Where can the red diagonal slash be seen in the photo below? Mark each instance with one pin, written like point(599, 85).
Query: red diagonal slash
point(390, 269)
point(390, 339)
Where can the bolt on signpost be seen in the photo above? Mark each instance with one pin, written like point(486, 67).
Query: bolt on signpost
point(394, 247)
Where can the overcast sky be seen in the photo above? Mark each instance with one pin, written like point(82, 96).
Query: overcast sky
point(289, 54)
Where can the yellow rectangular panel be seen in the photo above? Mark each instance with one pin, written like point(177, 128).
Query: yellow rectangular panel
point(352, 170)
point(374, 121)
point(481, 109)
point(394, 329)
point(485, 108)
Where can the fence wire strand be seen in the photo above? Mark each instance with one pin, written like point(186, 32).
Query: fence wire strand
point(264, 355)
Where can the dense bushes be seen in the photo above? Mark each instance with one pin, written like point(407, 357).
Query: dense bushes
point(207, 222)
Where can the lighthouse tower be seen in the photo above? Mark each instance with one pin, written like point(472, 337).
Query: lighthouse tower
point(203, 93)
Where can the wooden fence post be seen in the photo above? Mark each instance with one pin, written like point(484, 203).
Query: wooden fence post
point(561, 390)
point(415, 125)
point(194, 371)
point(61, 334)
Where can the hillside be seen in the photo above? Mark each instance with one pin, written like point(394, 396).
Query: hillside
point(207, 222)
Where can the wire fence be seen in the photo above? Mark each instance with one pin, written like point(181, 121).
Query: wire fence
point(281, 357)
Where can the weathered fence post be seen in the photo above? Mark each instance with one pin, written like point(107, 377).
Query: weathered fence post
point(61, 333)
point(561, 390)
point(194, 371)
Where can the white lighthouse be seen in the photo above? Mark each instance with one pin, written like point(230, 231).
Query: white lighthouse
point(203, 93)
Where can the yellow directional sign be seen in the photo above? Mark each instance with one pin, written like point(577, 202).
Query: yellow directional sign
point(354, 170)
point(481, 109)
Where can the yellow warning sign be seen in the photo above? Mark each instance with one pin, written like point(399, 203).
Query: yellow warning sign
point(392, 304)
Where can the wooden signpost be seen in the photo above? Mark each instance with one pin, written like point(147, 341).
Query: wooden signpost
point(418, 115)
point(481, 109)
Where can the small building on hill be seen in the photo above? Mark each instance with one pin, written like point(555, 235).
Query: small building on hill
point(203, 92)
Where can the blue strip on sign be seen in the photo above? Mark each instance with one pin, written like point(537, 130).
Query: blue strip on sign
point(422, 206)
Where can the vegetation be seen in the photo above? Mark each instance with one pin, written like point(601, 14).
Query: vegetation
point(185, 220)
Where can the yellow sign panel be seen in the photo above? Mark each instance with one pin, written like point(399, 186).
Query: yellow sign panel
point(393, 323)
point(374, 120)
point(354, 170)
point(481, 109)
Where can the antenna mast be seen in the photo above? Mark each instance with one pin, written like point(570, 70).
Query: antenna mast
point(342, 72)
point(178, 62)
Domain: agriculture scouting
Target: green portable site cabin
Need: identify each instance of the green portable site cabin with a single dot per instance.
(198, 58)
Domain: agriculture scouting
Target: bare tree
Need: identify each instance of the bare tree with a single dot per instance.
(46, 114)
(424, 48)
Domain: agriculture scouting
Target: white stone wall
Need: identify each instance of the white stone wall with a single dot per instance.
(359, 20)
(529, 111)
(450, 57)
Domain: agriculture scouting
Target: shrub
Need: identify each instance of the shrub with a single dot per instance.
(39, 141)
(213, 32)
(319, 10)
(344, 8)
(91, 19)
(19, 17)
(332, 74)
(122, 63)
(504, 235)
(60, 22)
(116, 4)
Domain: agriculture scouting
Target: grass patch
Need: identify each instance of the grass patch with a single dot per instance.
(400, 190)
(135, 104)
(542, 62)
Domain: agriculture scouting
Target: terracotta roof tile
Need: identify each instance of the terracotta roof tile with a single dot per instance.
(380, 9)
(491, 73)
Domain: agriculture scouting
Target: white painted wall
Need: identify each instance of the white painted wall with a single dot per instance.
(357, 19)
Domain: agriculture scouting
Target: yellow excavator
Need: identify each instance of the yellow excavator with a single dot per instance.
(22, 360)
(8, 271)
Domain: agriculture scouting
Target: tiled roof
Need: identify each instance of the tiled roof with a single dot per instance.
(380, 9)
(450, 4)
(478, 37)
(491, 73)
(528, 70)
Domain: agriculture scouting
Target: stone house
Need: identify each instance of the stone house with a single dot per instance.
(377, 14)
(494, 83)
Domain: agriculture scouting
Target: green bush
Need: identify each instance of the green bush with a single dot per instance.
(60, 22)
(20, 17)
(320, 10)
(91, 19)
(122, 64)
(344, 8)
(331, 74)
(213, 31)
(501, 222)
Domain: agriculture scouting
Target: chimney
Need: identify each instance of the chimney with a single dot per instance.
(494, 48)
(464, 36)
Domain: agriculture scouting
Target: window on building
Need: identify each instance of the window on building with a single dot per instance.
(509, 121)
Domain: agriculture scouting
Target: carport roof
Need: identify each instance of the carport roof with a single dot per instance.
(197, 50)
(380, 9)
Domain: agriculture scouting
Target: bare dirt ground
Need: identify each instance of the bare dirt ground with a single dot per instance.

.....

### Work required
Down to the final line, the data above must be copied exactly.

### Completed exercise
Where can the red diagonal slash be seen in the photo below? Mark each instance with one pin, written like point(599, 85).
Query: red diagonal slash
point(390, 269)
point(390, 339)
Where can the bolt on signpost be seen in the photo above? Mark each instance with one pin, written like point(486, 67).
Query: bolt on signpost
point(394, 247)
Where can the overcast sky be seen in the photo above? Mark each instance with one pin, written like point(82, 96).
Query: overcast sky
point(289, 54)
Where can the yellow rectangular panel be seen in the photo above? Mark each instance with one pin, written like point(177, 128).
Query: yellow rectangular panel
point(352, 170)
point(374, 121)
point(481, 109)
point(394, 329)
point(485, 108)
Where can the fence wire strand be seen in the photo above? Mark each instance with one pin, written like point(186, 32).
Query: fence wire strand
point(264, 355)
Where can the dense bushes be seen in the photo above? Mark each instance with one pin, written like point(407, 357).
Query: dense bushes
point(207, 222)
Where can the lighthouse tower be seen in the photo above? Mark each instance with one pin, written like point(472, 337).
Query: lighthouse tower
point(203, 93)
Where can the wooden fence post be seen in the photo above? Mark each instance with one pin, written like point(484, 203).
Query: wooden fence post
point(561, 390)
point(415, 125)
point(194, 371)
point(61, 334)
Where can the hillside be seen in the photo above? Mark each instance with one pin, written like point(394, 396).
Query: hillside
point(207, 222)
Where can the wire fence be seen in the photo above? Mark each instance with one pin, written like point(181, 121).
Query: wire fence
point(281, 357)
Where can the weathered fence post be seen in the photo above? Mark each instance with one pin, written like point(107, 377).
Query: weathered fence post
point(61, 333)
point(561, 390)
point(194, 371)
Where can the white lighthouse be seen in the photo above? Mark each instance with one pin, written like point(230, 231).
Query: white lighthouse
point(203, 93)
Where can the yellow directional sign be seen in the photo above? Mark each instance with one pin, written like point(577, 202).
Query: yellow directional sign
point(354, 170)
point(481, 109)
Where can the yellow warning sign be seen in the photo above? Mark each instance with one pin, written like point(399, 203).
Query: yellow warning sign
point(392, 304)
Where can the wooden signpost be seen in the photo above? Mark each instance with one pin, written like point(147, 341).
Query: wooden signpost
point(418, 115)
point(481, 109)
Where can the small building on hill be seen in the photo above? Mark each instance with one pin, written like point(555, 235).
Query: small building on hill
point(203, 92)
Where can the blue strip on sign be seen in the photo above? Mark each instance with one pin, written like point(537, 130).
Query: blue strip on sign
point(422, 206)
Where can the vegetation be seen in the photo above? Mark each instance with one pin, written like point(601, 14).
Query: vegetation
point(185, 220)
Where can the yellow sign panel be seen in the photo above? Mark each instance with one pin, written like point(399, 186).
Query: yellow sign panel
point(393, 323)
point(374, 120)
point(354, 170)
point(481, 109)
Where can the antenna mast be seen in the photo above? Mark each instance with one pin, written like point(570, 70).
Query: antenna mast
point(342, 72)
point(178, 62)
Domain: agriculture scouting
Target: green portable site cabin
Need: identify each instance of the green portable site cabin with a single dot per instance.
(198, 58)
Domain: agriculture scouting
Target: bare tree
Need: identify each instance of the bare tree with a single dot per instance.
(46, 114)
(424, 48)
Domain: agriculture scouting
Target: white stone wall
Need: identify each instance of the white stone wall with a single dot per instance.
(359, 20)
(529, 111)
(450, 57)
Domain: agriculture scouting
Target: shrub
Need: identify each instance of the shrub with a single dot per instance.
(39, 141)
(213, 32)
(319, 10)
(344, 8)
(91, 19)
(19, 17)
(332, 74)
(122, 63)
(504, 235)
(60, 22)
(116, 4)
Domain: agriculture scouting
Target: grass patch
Need: identify each instance of the grass patch with a single dot per instance.
(400, 190)
(135, 104)
(542, 62)
Domain: agriculture scouting
Target: terracotta roof tile
Need: identify each instance of the terracotta roof tile with a single dot per instance.
(380, 9)
(491, 73)
Domain: agriculture scouting
Target: white painted wall
Need: identify each instance of the white painted wall with a single dot per instance.
(357, 19)
Domain: agriculture scouting
Target: yellow excavator
Need: identify each instance of the yellow excavator with a single dot per instance.
(22, 360)
(8, 271)
Domain: agriculture scouting
Target: tiled roof
Need: identify each instance of the tiled roof with a single dot per instance.
(380, 9)
(450, 4)
(478, 37)
(491, 73)
(528, 70)
Domain: agriculture scouting
Target: stone house
Need: identify each instance of the stone house with a single dot per instance.
(377, 14)
(494, 83)
Domain: agriculture scouting
Target: green bush
Need: identify each instance of the green bush with a single dot per instance.
(60, 22)
(20, 17)
(320, 10)
(91, 19)
(122, 64)
(344, 8)
(331, 74)
(213, 31)
(501, 222)
Domain: agriculture scouting
Target: chimney
Need: identify each instance of the chimney with a single dot per instance.
(494, 48)
(464, 36)
Domain: agriculture scouting
Target: window on building
Need: identify each instance of the window on building with a single dot per instance.
(509, 121)
Domain: agriculture scouting
Target: carport roof
Need: identify each instance of the carport roof with a single dot per instance.
(197, 50)
(380, 9)
Domain: agriculture scouting
Target: bare dirt ground
Need: identify each instance of the bare dirt ground with a single dot per instance.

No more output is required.